Stored items.
<<<<

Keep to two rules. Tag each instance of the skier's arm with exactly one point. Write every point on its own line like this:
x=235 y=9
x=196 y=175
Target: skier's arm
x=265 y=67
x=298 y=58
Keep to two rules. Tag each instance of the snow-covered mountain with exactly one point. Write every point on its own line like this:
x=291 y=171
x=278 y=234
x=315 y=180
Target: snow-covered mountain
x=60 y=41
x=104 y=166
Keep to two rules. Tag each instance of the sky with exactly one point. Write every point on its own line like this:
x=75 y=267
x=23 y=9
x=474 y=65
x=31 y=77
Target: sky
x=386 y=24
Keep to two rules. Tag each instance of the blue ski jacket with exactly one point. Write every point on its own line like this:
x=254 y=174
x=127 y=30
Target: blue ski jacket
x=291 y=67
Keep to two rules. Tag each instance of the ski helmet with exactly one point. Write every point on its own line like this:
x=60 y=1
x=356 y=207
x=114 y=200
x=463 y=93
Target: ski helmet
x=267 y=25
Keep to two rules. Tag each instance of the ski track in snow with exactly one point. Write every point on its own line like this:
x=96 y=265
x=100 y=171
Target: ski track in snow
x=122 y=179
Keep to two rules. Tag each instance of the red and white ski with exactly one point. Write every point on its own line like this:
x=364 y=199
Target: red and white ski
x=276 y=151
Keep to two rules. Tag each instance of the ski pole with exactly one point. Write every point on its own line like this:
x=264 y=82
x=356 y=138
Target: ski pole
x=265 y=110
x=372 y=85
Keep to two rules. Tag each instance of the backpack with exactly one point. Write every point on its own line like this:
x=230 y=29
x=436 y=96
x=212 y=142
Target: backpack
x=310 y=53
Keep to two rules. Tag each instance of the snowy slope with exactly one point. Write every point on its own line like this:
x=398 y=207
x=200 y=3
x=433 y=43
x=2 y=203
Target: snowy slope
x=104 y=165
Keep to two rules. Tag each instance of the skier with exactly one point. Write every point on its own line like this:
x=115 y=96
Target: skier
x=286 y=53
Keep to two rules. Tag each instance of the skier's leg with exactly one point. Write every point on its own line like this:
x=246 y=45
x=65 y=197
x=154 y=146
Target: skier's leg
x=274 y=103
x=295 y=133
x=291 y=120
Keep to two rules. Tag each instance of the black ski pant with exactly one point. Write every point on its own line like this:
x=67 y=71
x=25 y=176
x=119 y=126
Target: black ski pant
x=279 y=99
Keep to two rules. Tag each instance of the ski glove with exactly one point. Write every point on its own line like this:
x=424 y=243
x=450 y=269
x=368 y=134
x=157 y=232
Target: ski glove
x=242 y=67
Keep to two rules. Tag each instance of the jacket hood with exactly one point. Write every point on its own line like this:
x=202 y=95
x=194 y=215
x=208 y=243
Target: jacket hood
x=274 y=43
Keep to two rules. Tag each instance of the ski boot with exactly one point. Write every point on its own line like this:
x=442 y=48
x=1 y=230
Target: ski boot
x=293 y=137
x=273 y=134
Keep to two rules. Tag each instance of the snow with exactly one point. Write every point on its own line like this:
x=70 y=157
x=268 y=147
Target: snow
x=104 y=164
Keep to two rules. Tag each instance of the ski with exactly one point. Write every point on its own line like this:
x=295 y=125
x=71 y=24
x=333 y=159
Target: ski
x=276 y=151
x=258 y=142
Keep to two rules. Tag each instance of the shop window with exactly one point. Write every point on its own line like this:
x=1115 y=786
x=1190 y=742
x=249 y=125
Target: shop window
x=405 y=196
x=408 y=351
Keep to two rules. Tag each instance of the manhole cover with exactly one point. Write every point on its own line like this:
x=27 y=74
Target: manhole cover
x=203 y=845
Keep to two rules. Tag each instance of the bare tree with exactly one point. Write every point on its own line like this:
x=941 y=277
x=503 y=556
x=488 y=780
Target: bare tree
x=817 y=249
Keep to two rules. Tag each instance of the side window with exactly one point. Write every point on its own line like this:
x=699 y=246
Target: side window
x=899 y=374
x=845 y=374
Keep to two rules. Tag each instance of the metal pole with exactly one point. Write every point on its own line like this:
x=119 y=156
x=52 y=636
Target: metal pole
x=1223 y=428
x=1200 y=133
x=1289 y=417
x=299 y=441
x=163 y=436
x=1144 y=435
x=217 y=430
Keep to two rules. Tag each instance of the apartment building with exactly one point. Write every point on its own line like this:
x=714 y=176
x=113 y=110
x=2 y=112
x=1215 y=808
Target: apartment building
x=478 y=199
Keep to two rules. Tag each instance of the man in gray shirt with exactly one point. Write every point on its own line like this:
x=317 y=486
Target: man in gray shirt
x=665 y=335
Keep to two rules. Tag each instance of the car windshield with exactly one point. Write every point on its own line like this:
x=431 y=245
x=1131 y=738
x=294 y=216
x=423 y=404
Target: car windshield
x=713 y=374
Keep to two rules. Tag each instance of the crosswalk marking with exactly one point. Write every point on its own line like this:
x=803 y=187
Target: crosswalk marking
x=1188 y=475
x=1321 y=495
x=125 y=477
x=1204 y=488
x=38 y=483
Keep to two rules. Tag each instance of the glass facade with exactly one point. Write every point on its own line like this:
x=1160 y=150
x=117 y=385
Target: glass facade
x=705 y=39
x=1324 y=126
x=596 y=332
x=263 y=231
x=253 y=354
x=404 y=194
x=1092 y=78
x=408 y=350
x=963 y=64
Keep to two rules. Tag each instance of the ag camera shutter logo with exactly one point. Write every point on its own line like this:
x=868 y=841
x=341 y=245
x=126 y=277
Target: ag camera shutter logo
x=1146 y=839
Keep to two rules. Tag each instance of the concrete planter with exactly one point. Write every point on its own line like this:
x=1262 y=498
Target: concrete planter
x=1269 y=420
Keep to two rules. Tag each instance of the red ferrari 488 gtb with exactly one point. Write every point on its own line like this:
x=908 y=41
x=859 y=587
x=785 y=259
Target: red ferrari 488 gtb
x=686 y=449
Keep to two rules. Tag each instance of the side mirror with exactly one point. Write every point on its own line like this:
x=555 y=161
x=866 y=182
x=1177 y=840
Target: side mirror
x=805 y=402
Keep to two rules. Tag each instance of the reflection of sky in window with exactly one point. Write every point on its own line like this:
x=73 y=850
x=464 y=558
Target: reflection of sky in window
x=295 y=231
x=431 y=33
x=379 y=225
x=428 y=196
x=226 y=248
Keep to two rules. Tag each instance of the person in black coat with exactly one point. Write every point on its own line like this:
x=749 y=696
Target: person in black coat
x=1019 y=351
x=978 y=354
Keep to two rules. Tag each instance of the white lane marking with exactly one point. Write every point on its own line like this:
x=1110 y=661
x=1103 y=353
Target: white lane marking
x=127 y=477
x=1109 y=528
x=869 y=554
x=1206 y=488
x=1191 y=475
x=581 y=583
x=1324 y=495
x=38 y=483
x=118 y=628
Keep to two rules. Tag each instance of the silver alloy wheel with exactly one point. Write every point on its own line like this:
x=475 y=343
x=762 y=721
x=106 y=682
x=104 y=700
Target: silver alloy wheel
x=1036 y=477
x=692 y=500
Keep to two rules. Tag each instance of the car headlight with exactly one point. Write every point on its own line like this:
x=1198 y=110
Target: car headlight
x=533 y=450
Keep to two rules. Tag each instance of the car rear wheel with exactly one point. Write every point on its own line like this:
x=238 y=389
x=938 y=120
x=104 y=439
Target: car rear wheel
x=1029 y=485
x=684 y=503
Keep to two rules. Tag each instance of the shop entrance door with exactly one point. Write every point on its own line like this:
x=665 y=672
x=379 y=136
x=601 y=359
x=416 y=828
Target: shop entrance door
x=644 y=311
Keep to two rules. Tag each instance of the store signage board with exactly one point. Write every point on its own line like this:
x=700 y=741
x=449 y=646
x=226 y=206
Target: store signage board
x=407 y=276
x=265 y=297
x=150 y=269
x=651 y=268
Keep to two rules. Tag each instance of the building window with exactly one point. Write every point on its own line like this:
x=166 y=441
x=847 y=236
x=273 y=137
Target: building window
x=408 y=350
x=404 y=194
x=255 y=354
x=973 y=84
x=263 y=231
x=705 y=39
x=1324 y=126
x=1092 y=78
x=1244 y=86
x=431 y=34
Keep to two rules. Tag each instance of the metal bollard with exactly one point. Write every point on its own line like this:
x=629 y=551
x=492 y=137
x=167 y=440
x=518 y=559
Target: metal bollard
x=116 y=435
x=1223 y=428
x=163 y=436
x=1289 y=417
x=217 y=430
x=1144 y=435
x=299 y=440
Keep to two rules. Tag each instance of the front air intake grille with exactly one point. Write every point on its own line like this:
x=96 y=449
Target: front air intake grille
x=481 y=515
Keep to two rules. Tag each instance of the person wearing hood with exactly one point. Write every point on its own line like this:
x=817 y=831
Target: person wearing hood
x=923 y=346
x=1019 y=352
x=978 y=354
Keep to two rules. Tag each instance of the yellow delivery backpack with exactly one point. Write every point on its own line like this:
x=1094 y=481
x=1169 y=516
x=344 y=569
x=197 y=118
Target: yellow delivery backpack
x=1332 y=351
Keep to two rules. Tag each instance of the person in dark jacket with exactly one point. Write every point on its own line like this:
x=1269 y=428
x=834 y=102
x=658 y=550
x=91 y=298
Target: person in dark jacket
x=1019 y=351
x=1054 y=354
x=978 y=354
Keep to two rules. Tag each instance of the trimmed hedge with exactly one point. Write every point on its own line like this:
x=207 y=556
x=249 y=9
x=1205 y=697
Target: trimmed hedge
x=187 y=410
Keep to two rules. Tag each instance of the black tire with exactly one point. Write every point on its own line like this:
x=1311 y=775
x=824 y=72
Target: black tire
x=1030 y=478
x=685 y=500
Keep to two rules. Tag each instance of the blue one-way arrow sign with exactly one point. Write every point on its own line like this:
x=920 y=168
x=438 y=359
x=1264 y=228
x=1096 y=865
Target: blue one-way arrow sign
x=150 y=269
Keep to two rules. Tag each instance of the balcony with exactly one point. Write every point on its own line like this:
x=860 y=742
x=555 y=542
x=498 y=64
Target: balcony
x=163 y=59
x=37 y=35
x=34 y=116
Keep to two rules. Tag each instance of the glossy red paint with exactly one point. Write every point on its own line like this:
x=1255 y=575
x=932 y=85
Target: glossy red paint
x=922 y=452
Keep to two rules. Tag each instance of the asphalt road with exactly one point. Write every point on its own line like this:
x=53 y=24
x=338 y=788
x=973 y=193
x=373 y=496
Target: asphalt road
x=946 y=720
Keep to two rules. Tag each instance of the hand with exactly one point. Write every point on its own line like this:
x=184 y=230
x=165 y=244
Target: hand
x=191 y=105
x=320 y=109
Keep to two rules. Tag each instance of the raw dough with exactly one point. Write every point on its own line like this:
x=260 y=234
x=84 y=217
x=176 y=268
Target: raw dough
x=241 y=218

>>>>

Exercise instructions. Rewrite the items, requests included, starting at the line that has "Keep to two rules. Tag each instance of the red and" and stopping after the line that has "x=258 y=142". Shift every x and y coordinate in the answer points up by 50.

Task solution.
Keep to two rules. Tag each instance of the red and white ski with exactly one point. Write every point on its own line like this:
x=364 y=199
Target: red and white ski
x=326 y=201
Keep to two rules. Tag each instance of the ski pole with exactly one point. Write every point on its own line like this:
x=264 y=82
x=356 y=138
Target: ski pole
x=315 y=160
x=422 y=135
Keep to two rules. Tag each instance of the backpack with exactly one point. Write every point on its own line like this:
x=230 y=29
x=436 y=96
x=212 y=142
Target: backpack
x=360 y=103
Keep to two rules. Tag each instance of the snowy slope with exactly one point. Write every point on its own line like this:
x=398 y=207
x=200 y=3
x=433 y=43
x=2 y=203
Target: snowy slope
x=154 y=215
Keep to two rules. Tag each instance of the skier with exactly one point. Write every point on its own line like this:
x=115 y=96
Target: skier
x=336 y=103
Keep to two rules. Tag each instance of the skier's leg with exactly one point. Write every point on its own line like this:
x=246 y=45
x=65 y=197
x=154 y=146
Target: skier's leg
x=324 y=153
x=345 y=183
x=341 y=170
Keep to two rules. Tag each instance of the black ski pant with exactly one point. Write every point on its own line like this:
x=67 y=71
x=25 y=176
x=119 y=126
Target: black ski pant
x=329 y=149
Keep to two rules. Tag each instance of the ski glove with exactly one point. Write every point on its own line like this:
x=424 y=243
x=450 y=269
x=368 y=134
x=157 y=232
Target: ski glove
x=292 y=117
Keep to two rules. Tag each instance of the jacket hood with exactly one point. Write every point on its own line like this:
x=202 y=95
x=194 y=215
x=208 y=243
Target: jacket hood
x=324 y=93
Keep to two rules. Tag each instance of the ski boot with exactly one point. Write every point on its own line like this:
x=442 y=48
x=1 y=230
Target: ski boot
x=343 y=187
x=323 y=184
Keep to two rules. Tag each instance of the snow with exactly one point. Write every point on its own line like this:
x=70 y=157
x=268 y=147
Target: snow
x=154 y=214
Keep to two rules. Tag each instance of the ski with exactly one point. Write every point on its own line like this:
x=295 y=125
x=71 y=24
x=333 y=159
Target: ski
x=326 y=201
x=308 y=192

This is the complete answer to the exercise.